The South Asia high (SAH), sometimes called the Tibetan high, is the strongest high pressure system in the upper troposphere (e.g., 200 hPa) during the boreal summer season, covering the entire Eastern Hemisphere from North Africa to the date line in the subtropics (Mason and Anderson 1963; Tao and Zhu 1964; Qian et al. 2002; Webster 2006). As a prominent circulation system of the Asian summer monsoon, it has been found that its formation and activity are closely associated with the weather and climate in China and surrounding regions since the 1960s (Tao and Zhu 1964; Yeh et al. 1979; Tao and Ding 1981; Zhang et al. 2005; Wang et al. 2008; Liu et al. 2012; G. Wu et al. 2015). The SAH extends eastward over the western North Pacific, the most active basin on earth for tropical cyclone activity (Gray 1968; Wu and Wang 2008). The high is also juxtaposed with the tropical upper tropospheric trough (TUTT) to its east (Sadler 1976). The strong westerly vertical wind shear associated with the TUTT generally limits the eastward extension of the tropical cyclone activity in the western North Pacific basin (Kelley and Mock 1982; Fitzpatrick et al. 1995; L. Wu et al. 2015). Zhang et al. (2005) found that the stronger SAH was correlated with the weaker TUTT on the interannual time scale. Therefore, the climate change in the SAH has profound implications for tropical cyclone activity over the western North Pacific, as well as Asian weather and climate (e.g., Liu et al. 2013; Choi et al. 2016).

┄┄┄┄┄┄┄┄┄┄

**Goal 1:** Summarize the passage on the South Asia high in two sentences.

┄┄┄┄┄┄┄┄┄┄

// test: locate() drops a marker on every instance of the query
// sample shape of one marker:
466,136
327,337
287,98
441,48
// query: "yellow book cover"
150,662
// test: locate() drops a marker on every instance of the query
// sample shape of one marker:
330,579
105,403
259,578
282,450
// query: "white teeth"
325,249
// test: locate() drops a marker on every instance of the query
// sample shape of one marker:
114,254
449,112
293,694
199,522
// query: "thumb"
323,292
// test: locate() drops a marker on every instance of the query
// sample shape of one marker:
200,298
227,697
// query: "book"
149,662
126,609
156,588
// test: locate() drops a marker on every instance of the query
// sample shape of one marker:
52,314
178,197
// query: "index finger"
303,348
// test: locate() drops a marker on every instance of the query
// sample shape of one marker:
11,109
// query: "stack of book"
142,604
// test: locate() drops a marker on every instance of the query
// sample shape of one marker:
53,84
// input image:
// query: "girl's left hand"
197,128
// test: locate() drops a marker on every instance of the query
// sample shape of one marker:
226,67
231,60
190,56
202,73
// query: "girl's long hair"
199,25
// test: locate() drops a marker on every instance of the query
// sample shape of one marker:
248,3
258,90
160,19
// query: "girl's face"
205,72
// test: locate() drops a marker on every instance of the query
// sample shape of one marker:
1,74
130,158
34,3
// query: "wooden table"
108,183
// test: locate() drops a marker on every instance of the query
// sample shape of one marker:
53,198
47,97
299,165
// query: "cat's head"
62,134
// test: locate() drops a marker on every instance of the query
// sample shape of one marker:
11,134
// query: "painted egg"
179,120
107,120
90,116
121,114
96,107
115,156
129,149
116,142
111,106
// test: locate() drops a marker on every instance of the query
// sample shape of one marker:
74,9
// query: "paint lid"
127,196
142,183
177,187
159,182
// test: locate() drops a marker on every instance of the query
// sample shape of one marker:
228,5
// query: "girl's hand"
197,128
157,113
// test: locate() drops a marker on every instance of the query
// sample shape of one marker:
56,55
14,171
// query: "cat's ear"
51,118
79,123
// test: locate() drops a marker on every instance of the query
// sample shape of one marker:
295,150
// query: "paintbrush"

┄┄┄┄┄┄┄┄┄┄

**Goal 2:** Go through the records and keep only the lines containing the string "book", copying each one.

**Full output 1:** The South Asia high, also called the Tibetan high, is the strongest upper-tropospheric high pressure system in the boreal summer, spanning the subtropical Eastern Hemisphere from North Africa to the date line, and its formation and activity have been linked to weather and climate in China and surrounding regions. It extends over the western North Pacific, the most active tropical cyclone basin, and sits beside the tropical upper tropospheric trough, whose wind shear generally limits cyclone activity there and which is weaker when the high is stronger, so climate change in the high has profound implications for those cyclones and for Asian weather and climate.

**Full output 2:**
// query: "yellow book cover"
// query: "book"
// query: "stack of book"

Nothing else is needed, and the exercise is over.